Information provided ▸
= = = = = = =

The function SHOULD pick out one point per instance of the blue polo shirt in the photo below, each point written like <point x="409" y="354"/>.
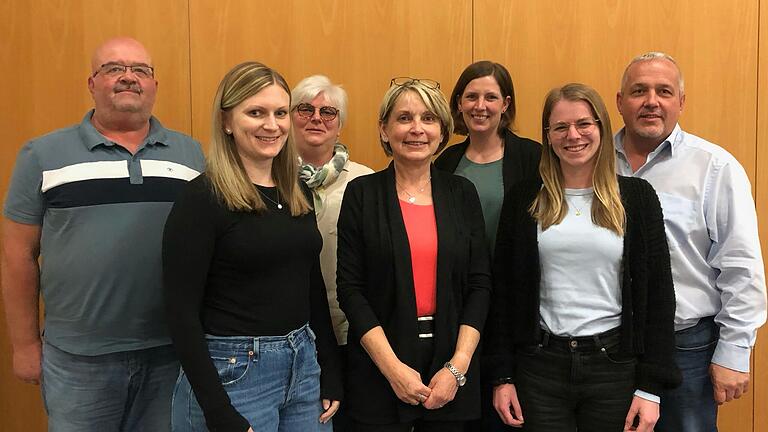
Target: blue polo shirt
<point x="102" y="212"/>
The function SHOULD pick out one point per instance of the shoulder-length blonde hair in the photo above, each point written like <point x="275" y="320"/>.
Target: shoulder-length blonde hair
<point x="432" y="98"/>
<point x="225" y="168"/>
<point x="550" y="205"/>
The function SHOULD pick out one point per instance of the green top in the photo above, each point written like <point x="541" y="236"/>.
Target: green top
<point x="489" y="182"/>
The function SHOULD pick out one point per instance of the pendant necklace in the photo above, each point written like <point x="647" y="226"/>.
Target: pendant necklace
<point x="412" y="198"/>
<point x="277" y="193"/>
<point x="571" y="204"/>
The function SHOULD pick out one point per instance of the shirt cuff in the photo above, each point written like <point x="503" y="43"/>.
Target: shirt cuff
<point x="731" y="356"/>
<point x="647" y="396"/>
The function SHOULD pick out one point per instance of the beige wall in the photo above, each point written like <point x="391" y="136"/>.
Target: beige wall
<point x="45" y="49"/>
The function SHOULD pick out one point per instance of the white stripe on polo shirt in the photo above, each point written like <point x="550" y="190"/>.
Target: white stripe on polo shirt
<point x="158" y="168"/>
<point x="84" y="171"/>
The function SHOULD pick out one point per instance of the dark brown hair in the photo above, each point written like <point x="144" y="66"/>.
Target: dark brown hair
<point x="481" y="69"/>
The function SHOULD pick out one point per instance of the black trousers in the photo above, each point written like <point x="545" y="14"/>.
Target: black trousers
<point x="570" y="384"/>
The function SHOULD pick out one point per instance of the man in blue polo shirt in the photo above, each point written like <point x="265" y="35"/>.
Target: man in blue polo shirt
<point x="91" y="201"/>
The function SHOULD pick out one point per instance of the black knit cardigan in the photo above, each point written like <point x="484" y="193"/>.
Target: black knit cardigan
<point x="648" y="297"/>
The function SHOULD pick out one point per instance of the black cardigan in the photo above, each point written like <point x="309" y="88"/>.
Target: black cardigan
<point x="648" y="297"/>
<point x="375" y="287"/>
<point x="521" y="158"/>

= = = = = = =

Assignment ▸ Give back the listing word for word, minus its images.

Solution to the exercise ▸
The function SHOULD pick out one point per instance of the blue polo shirt in the photo below, each point written like <point x="409" y="354"/>.
Target: blue polo shirt
<point x="102" y="212"/>
The function SHOULD pick out one point per instance of the shoulder-length blonde hair in the photo above, each point written like <point x="275" y="320"/>.
Target: shoulder-length blonde hair
<point x="432" y="98"/>
<point x="225" y="168"/>
<point x="550" y="205"/>
The function SHOULD pick out one point per instance of the green top in the photo above, each point written like <point x="541" y="236"/>.
Target: green top
<point x="489" y="182"/>
The function SHOULD pick out one point per instance of the pendant necklace in the photo above, each point written like <point x="647" y="226"/>.
Target: pendant necklace
<point x="412" y="198"/>
<point x="277" y="193"/>
<point x="571" y="204"/>
The function SHOULD pick out one point per instance of the shirt cuff in the photo above, each point written like <point x="503" y="43"/>.
Target: shirt cuff
<point x="731" y="356"/>
<point x="647" y="396"/>
The function SHOULD pick out one point per instance of the beige wall in the photo above, each point written like <point x="391" y="136"/>.
Target: beige wall
<point x="45" y="49"/>
The function SHOULD pick out one point per instance of the white stripe on polo shirt in the photo above, each point written like <point x="550" y="190"/>.
Target: white stripe on polo shirt
<point x="158" y="168"/>
<point x="84" y="171"/>
The function SHOULD pick out one point per instance of the dark brown hair in the photo above, each point written like <point x="144" y="66"/>.
Target: dark brown hair
<point x="481" y="69"/>
The function SHOULD pick out one point per instance of the black trousers in the photo above, each point written like <point x="545" y="14"/>.
Target: black trousers
<point x="570" y="384"/>
The function SHOULD pick out one point per instance of the man in blue polo shirt in the photo above, each point written like <point x="265" y="35"/>.
Target: man in blue polo shirt
<point x="91" y="201"/>
The function SHOULD pick out one point per instance of the black knit cardigan in the photo above, each point written like <point x="484" y="193"/>.
Target: black knit cardigan
<point x="648" y="297"/>
The function SHOULD pick out one point per instance of the black cardigan in the photo above, each point written like <point x="309" y="88"/>.
Target: black cardigan
<point x="648" y="297"/>
<point x="375" y="287"/>
<point x="521" y="158"/>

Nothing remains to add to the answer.